(Records from a data source)
==*==

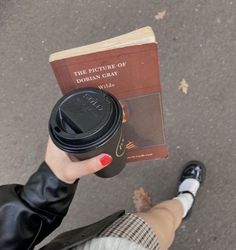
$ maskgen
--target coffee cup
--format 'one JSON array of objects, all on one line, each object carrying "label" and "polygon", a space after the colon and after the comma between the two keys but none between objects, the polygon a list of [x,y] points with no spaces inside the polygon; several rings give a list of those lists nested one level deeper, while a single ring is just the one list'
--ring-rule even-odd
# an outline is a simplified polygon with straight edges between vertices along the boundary
[{"label": "coffee cup", "polygon": [[111,155],[112,163],[95,173],[109,178],[126,164],[122,119],[121,105],[113,95],[98,88],[80,88],[56,103],[49,134],[58,148],[79,160],[101,153]]}]

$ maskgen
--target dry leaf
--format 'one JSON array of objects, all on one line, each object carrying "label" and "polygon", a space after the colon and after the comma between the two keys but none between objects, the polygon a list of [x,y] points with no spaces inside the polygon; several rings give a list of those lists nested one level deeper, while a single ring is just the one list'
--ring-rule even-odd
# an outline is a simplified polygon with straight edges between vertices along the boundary
[{"label": "dry leaf", "polygon": [[157,14],[155,15],[155,19],[162,20],[162,19],[164,19],[165,15],[166,15],[166,10],[163,10],[161,12],[157,12]]},{"label": "dry leaf", "polygon": [[185,95],[188,94],[188,83],[186,82],[186,80],[183,78],[180,83],[179,83],[179,90],[181,90]]},{"label": "dry leaf", "polygon": [[136,212],[144,212],[152,206],[149,193],[145,192],[142,187],[134,190],[133,203]]}]

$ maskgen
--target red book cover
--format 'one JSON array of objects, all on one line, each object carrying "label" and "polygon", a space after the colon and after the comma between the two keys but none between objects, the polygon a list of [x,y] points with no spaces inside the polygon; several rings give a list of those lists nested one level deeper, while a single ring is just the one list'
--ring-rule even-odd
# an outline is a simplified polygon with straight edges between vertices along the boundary
[{"label": "red book cover", "polygon": [[119,99],[128,162],[167,158],[156,43],[50,63],[63,94],[76,88],[98,87]]}]

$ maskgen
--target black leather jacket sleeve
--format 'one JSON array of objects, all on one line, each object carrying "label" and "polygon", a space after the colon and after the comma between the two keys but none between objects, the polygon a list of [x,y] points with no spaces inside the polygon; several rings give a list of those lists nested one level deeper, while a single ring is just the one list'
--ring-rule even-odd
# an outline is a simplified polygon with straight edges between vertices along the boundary
[{"label": "black leather jacket sleeve", "polygon": [[24,186],[0,186],[0,249],[33,249],[61,224],[77,184],[60,181],[43,162]]}]

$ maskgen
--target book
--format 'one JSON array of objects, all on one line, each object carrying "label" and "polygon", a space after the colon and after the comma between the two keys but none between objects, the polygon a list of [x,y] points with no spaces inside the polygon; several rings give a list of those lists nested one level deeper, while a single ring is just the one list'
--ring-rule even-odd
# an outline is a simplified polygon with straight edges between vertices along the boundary
[{"label": "book", "polygon": [[118,98],[128,162],[167,158],[158,46],[151,27],[53,53],[49,62],[63,94],[97,87]]}]

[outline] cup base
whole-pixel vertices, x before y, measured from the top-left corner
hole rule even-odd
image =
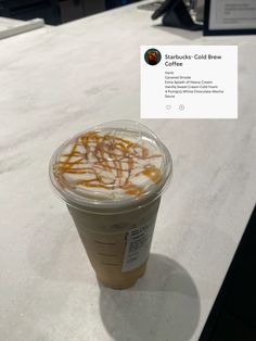
[[[146,262],[142,264],[140,267],[138,267],[137,269],[126,273],[126,277],[129,276],[130,277],[129,279],[121,278],[119,280],[114,281],[111,278],[106,278],[99,275],[97,275],[97,278],[102,285],[104,285],[107,288],[112,288],[116,290],[124,290],[124,289],[128,289],[132,287],[137,282],[137,280],[145,274],[145,269],[146,269]]]

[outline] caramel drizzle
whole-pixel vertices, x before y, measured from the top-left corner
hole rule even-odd
[[[78,150],[79,147],[84,147],[84,152]],[[150,161],[150,159],[161,156],[161,154],[150,155],[148,148],[127,139],[111,134],[102,136],[97,131],[89,131],[77,138],[69,153],[61,155],[64,161],[56,162],[53,171],[59,182],[68,188],[75,188],[79,185],[107,190],[120,188],[127,194],[140,197],[144,192],[143,188],[132,184],[132,178],[143,174],[154,184],[157,184],[162,178],[162,173],[150,163],[135,174],[131,172],[136,171],[137,167],[141,168],[140,160]],[[85,161],[88,166],[85,165]],[[126,164],[126,168],[123,168],[124,164]],[[112,174],[111,178],[102,175],[102,172]],[[91,178],[77,179],[72,184],[66,184],[64,174],[85,174],[90,175]]]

==*==

Exercise requirements:
Omit every picture, then repeat the remaining data exactly as it appears above.

Solution to the problem:
$ maskgen
--target coffee cup
--format 'one JSON array of objects, all on one line, each object carrying "label" and "polygon", a space after the colon and after the comma between the two keys but none between objects, the polygon a list of [x,y] points with no spaces inside the polygon; several rings give a list of those lists nested one level deeper, while a single ring is just the one list'
--ring-rule even-odd
# an outline is a simplified polygon with straight edges between vertices along the boundary
[{"label": "coffee cup", "polygon": [[111,155],[112,163],[95,173],[109,178],[126,164],[122,119],[121,105],[113,95],[98,88],[80,88],[56,103],[49,134],[58,148],[79,160],[101,153]]}]

$ maskgen
--target dry leaf
--format 'one JSON array of objects, all on one line, each object carrying "label" and "polygon", a space after the colon and after the comma between the two keys but none between objects, the polygon a list of [x,y] points with no spaces inside the polygon; several rings give a list of those lists nested one level deeper, while a single ring is just the one list'
--ring-rule even-odd
# an outline is a simplified polygon with straight edges between vertices along the boundary
[{"label": "dry leaf", "polygon": [[157,14],[155,15],[155,19],[162,20],[162,19],[164,19],[165,15],[166,15],[166,10],[163,10],[161,12],[157,12]]},{"label": "dry leaf", "polygon": [[185,95],[188,94],[188,83],[186,82],[186,80],[183,78],[180,83],[179,83],[179,90],[181,90]]},{"label": "dry leaf", "polygon": [[136,212],[144,212],[152,206],[149,193],[145,192],[142,187],[134,190],[133,203]]}]

$ maskgen
--target red book cover
--format 'one JSON array of objects, all on one line, each object carrying "label" and "polygon", a space after the colon and after the comma between the two keys but none between objects, the polygon a list of [x,y] points with no spaces inside the polygon; several rings give a list of those lists nested one level deeper, while a single ring is just the one list'
--ring-rule even-odd
# an outline is a simplified polygon with straight edges between vertices along the boundary
[{"label": "red book cover", "polygon": [[119,99],[128,162],[167,158],[156,43],[50,63],[63,94],[76,88],[98,87]]}]

$ maskgen
--target black leather jacket sleeve
--format 'one JSON array of objects, all on one line, each object carrying "label" and "polygon", a space after the colon and after the comma between the two keys but none between objects, the polygon a list of [x,y] points with no spaces inside the polygon; several rings give a list of those lists nested one level deeper, while a single ring is just the one list'
--ring-rule even-odd
# an outline is a simplified polygon with straight edges between vertices along the boundary
[{"label": "black leather jacket sleeve", "polygon": [[24,186],[0,186],[0,249],[33,249],[61,224],[77,184],[60,181],[43,162]]}]

$ maskgen
--target book
--format 'one JSON array of objects, all on one line, each object carrying "label" and "polygon", a space after the colon and after the comma between the two keys but none between objects, the polygon a list of [x,y] points with no spaces inside the polygon; several rings give a list of those lists nested one level deeper, while a single ring is just the one list'
--ring-rule even-odd
# an outline is a simplified polygon with straight edges between vertices along the boundary
[{"label": "book", "polygon": [[118,98],[128,162],[167,158],[158,46],[151,27],[53,53],[49,62],[63,94],[97,87]]}]

[outline] cup base
whole-pixel vertices, x before y, measured from the top-left corner
hole rule even-odd
image =
[[[146,262],[142,264],[140,267],[138,267],[137,269],[126,273],[126,277],[129,276],[130,277],[129,279],[121,278],[119,280],[114,281],[111,278],[106,278],[99,275],[97,275],[97,278],[102,285],[104,285],[107,288],[112,288],[116,290],[124,290],[124,289],[128,289],[132,287],[137,282],[137,280],[145,274],[145,269],[146,269]]]

[outline] caramel drizzle
whole-pixel vertices, x before y, measured from the top-left corner
hole rule even-odd
[[[78,150],[79,147],[84,147],[84,152]],[[150,161],[150,159],[161,156],[161,154],[150,155],[148,148],[127,139],[111,134],[102,136],[97,131],[89,131],[77,138],[69,153],[61,155],[64,161],[56,162],[53,171],[59,182],[68,188],[75,188],[79,185],[107,190],[120,188],[127,194],[140,197],[144,192],[143,188],[132,184],[132,178],[143,174],[154,184],[157,184],[162,178],[162,173],[150,163],[135,174],[131,172],[136,171],[137,167],[141,168],[140,160]],[[85,161],[88,166],[85,165]],[[126,164],[126,168],[123,168],[124,164]],[[112,174],[111,178],[102,175],[102,172]],[[91,178],[77,179],[72,184],[66,184],[64,174],[85,174],[90,175]]]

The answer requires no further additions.